─── SOURCE TEXT ───

By running all of the “up” migrations on a blank database, you should end up with a database in a ready-to-use state. “Down” migrations are only used when you need to roll back a migration, or if you need to reset a local testing database to a known state.

  1. Get your connection string

A connection string is just a URL with all of the information needed to connect to a database. The format is:

protocol://username:password@host:port/database

Here are examples:

  • Mac OS (no password, your username): postgres://wagslane:@localhost:5432/blogator
  • Linux (password from last lesson, postgres user): postgres://postgres:postgres@localhost:5432/blogator

Test your connection string by running psql, for example:

psql "postgres://wagslane:@localhost:5432/blogator"

It should connect you to the blogator database directly. If it’s working, great. exit out of psql and save the connection string.

  1. Run the migration.

cd into the sql/schema directory and run:

goose postgres CONN up

Where CONN is the connection string for your database.

Run your migration! Make sure it works by using psql to find your newly created users table:

psql blogator
\dt
  1. Add your connection string to your .env file. When using it with goose, you’ll use it in the format we just used. However, here in the .env file it needs an additional sslmode=disable query string:
protocol://username:password@host:port/database?sslmode=disable

Your application code needs to know to not try to use SSL locally.

  1. Configure SQLC. You’ll always run the sqlc command from the root of your project. Create a file called sqlc.yaml in the root of your project. Here is mine:
version: "2"
sql:
  - schema: "sql/schema"
    queries: "sql/queries"
    engine: "postgresql"
    gen:
      go:
        out: "internal/database"

We’re telling SQLC to look in the sql/schema directory for our schema structure (which is the same set of files that Goose uses, but sqlc automatically ignores “down” migrations), and in the sql/queries directory for queries. We’re also telling it to generate Go code in the internal/database directory.

  1. Write a query to create a user. Inside the sql/queries directory, create a file called users.sql. Here is mine:
-- name: CreateUser :one
INSERT INTO users (id, created_at, updated_at, name)
VALUES ($1, $2, $3, $4)
RETURNING *;

$1, $2, $3, and $4 are parameters that we’ll be able to pass into the query in our Go code. The :one at the end of the query name tells SQLC that we expect to get back a single row (the created user).

Keep the SQLC docs handy, you’ll probably need to refer to them again later.

  1. Generate the Go code. Run sqlc generate from the root of your project. It should create a new package of go code in internal/database.
  2. Import a PostgreSQL driver

We need to add and import a Postgres driver to use it in our code. Install it in your module:

go get github.com/lib/pq

Add this import to the top of your main.go file:

import _ "github.com/lib/pq"

This is one of my least favorite things working with SQL in Go currently. You have to import the driver, but you don’t use it directly anywhere in your code. The underscore tells Go that you’re importing it for its side effects, not because you need to use it.

  1. Open a connection to the database, and store it in a config struct

If you recall from the web servers project, it’s common to use a “config” struct to store shared data that HTTP handlers need access to. We’ll do the same thing here. Mine looks like this:

type apiConfig struct {
	DB *database.Queries
}

At the top of main() load in your database URL from your .env file, and then .Open() a connection to your database:

db, err := sql.Open("postgres", dbURL)

─── MATERIAL SHOWN ───

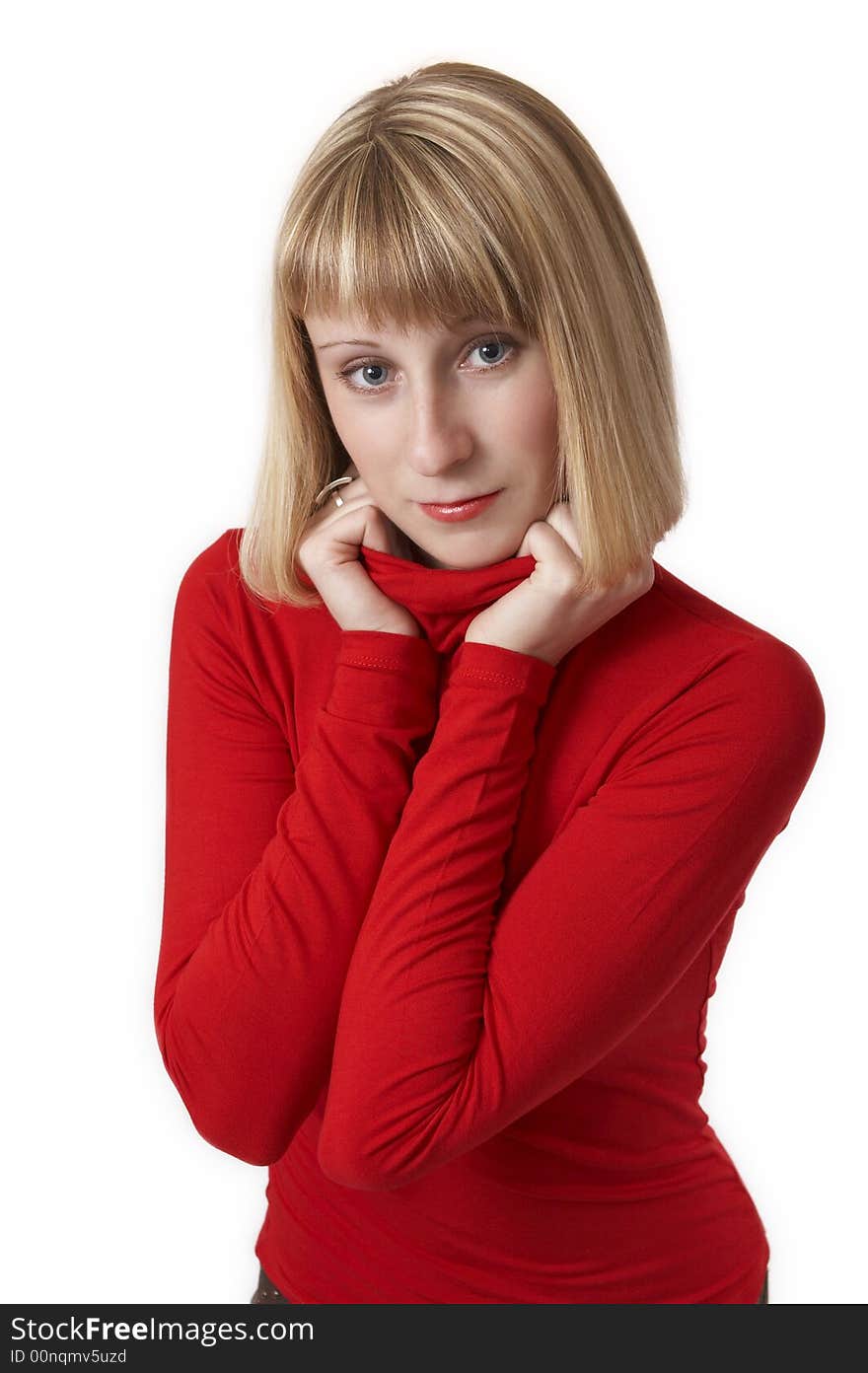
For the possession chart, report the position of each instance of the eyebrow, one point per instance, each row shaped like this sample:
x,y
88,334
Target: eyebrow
x,y
321,347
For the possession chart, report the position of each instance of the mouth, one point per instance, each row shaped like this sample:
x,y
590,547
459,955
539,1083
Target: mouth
x,y
459,510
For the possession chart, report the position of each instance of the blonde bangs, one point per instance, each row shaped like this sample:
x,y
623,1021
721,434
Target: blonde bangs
x,y
454,192
402,234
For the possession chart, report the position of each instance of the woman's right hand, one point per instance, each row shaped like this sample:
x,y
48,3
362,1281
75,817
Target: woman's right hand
x,y
328,553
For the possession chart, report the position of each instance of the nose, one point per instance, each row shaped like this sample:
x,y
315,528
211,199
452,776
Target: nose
x,y
440,437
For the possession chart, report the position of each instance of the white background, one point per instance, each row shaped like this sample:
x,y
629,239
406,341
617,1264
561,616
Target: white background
x,y
147,155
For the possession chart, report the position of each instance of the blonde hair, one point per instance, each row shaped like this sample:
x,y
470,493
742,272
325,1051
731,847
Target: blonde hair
x,y
459,189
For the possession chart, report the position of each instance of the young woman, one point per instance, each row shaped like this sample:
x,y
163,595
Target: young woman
x,y
463,795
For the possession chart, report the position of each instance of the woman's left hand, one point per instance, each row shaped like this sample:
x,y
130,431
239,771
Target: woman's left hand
x,y
548,614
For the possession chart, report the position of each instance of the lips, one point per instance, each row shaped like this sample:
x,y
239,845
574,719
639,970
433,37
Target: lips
x,y
459,510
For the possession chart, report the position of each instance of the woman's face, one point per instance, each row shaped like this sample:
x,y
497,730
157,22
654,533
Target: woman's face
x,y
443,415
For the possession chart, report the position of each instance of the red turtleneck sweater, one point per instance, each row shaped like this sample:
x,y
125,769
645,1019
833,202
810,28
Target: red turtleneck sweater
x,y
441,923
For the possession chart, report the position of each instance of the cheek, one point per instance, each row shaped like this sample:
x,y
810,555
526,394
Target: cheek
x,y
533,420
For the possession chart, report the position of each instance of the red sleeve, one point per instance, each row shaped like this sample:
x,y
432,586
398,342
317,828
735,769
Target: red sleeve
x,y
268,872
459,1018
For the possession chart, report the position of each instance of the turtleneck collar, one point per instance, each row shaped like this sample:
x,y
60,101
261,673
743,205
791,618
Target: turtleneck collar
x,y
444,599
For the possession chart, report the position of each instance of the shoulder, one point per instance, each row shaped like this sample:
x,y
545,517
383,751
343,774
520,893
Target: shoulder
x,y
209,588
762,684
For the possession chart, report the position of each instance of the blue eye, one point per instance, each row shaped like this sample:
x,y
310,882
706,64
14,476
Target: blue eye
x,y
368,365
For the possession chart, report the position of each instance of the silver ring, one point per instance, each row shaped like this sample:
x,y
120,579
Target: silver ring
x,y
339,480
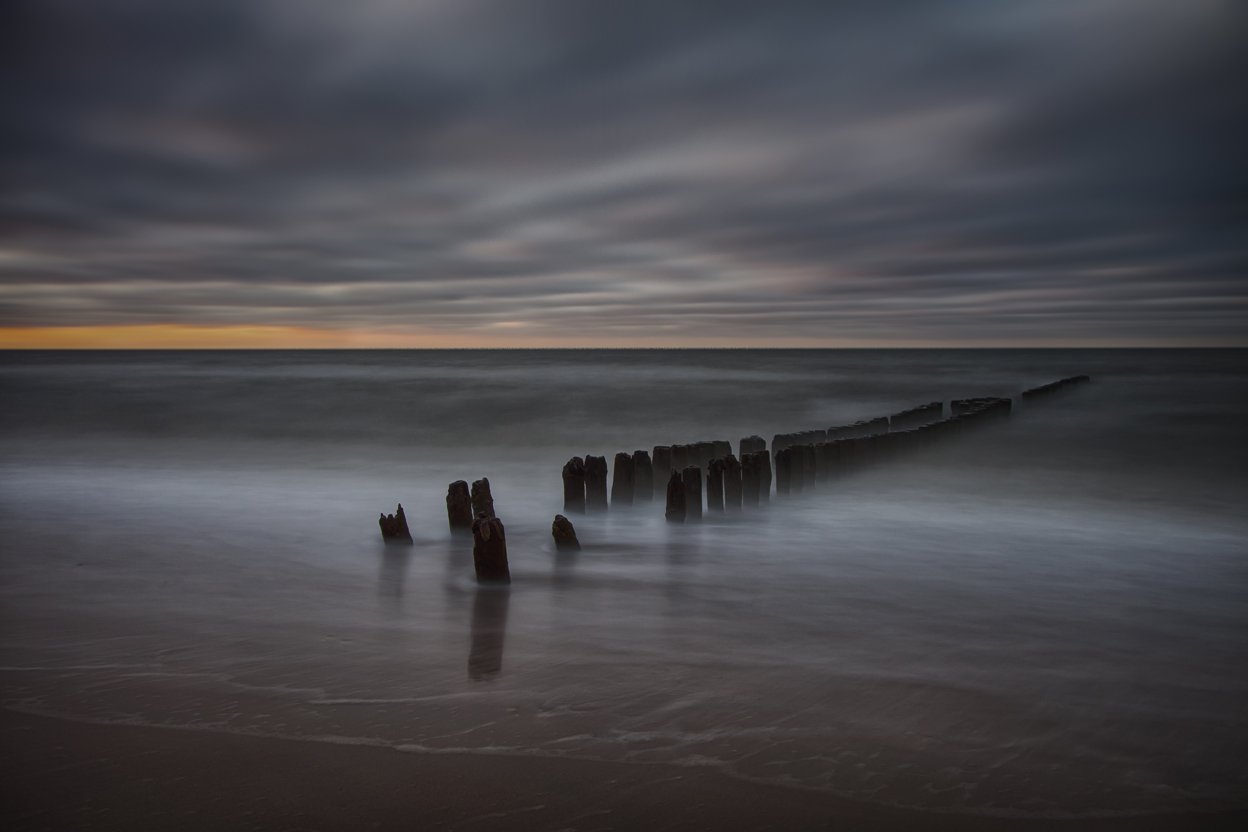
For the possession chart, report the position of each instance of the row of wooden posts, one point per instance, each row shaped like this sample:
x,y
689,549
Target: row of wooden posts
x,y
731,483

───

TO BE DONE =
**1)** In the database setup guide, transcribe the stretch from "We’re telling SQLC" through "them again later.".
**2)** According to the database setup guide, why is the Postgres driver imported with an underscore in front of it? Answer in one to three sentences.
**3)** Resume the database setup guide after its last line, the sql.Open call.

OUTPUTS IN ORDER =
**1)**
We’re telling SQLC to look in the sql/schema directory for our schema structure (which is the same set of files that Goose uses, but sqlc automatically ignores “down” migrations), and in the sql/queries directory for queries. We’re also telling it to generate Go code in the internal/database directory.

  1. Write a query to create a user. Inside the sql/queries directory, create a file called users.sql. Here is mine:
-- name: CreateUser :one
INSERT INTO users (id, created_at, updated_at, name)
VALUES ($1, $2, $3, $4)
RETURNING *;

$1, $2, $3, and $4 are parameters that we’ll be able to pass into the query in our Go code. The :one at the end of the query name tells SQLC that we expect to get back a single row (the created user).

Keep the SQLC docs handy, you’ll probably need to refer to them again later.

**2)** The driver has to be imported, but the code never uses it directly anywhere. The underscore tells Go that the package is imported for its side effects, not because the code needs to use it.

**3)**
Use your generated database package to create a new *database.Queries, and store it in your config struct:

dbQueries := database.New(db)
  1. Create an HTTP handler to create a user

Endpoint: POST /v1/users

Example body:

{
  "name": "Lane"
}

Example response:

{
  "id": "3f8805e3-634c-49dd-a347-ab36479f3f83",
  "created_at": "2021-09-01T00:00:00Z",
  "updated_at": "2021-09-01T00:00:00Z",
  "name": "Lane"
}

Use Google’s UUID package to generate a new UUID for the user’s ID. Both created_at and updated_at should be set to the current time. If we ever need to update a user, we’ll update the updated_at field.

I’m a fan of a convention where every table in my database has:

  • An id field that is a UUID (if you’re curious why, read this)
  • A created_at field that indicates when the row was created
  • An updated_at field that indicates when the row was last updated
  1. Test your handler with an HTTP client!

C’mon, you know what to do.

API Key 🔗

  1. Add an “api key” column to the users table

Use a new migration file in the sql/schema directory to add a new column to the users table. I named my file 002_users_apikey.sql.

The “up” migration adds the column, and the “down” migration removes it.

Use a VARCHAR(64) that must be unique and not null. Using a string of a specific length does two things:

  • It ensures we don’t accidentally store a key that’s too long (type safety)
  • It’s more performant than using a variable length TEXT column

Because we’re enforcing the NOT NULL constraint, and we already have some users in the database, we need to set a default value for the column. A blank default would be a bit silly: that’s no better than null! Instead, we’ll generate valid API keys (256-bit hex values) using SQL. Here’s the function I used:

encode(sha256(random()::text::bytea), 'hex')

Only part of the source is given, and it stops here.